**How to complete this task:**
Only the lines from the one holding "# report pixel" to the end of the data should be echoed, exactly as they appear, minus the pictures.

**Records provided:**
►

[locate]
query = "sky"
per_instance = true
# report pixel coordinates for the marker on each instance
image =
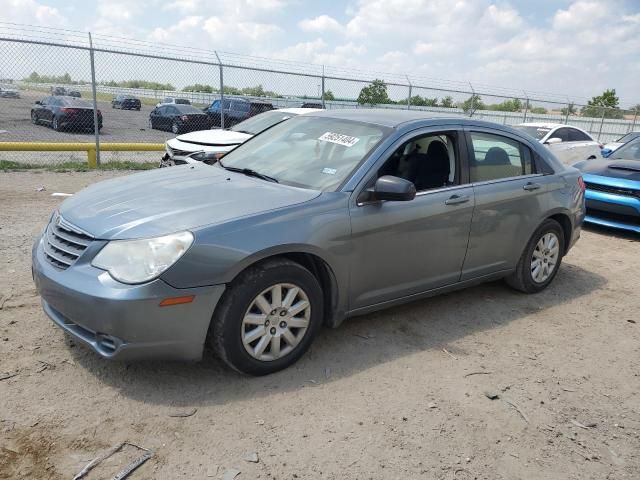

◄

**Worked solution:**
# report pixel coordinates for the marker on each instance
image =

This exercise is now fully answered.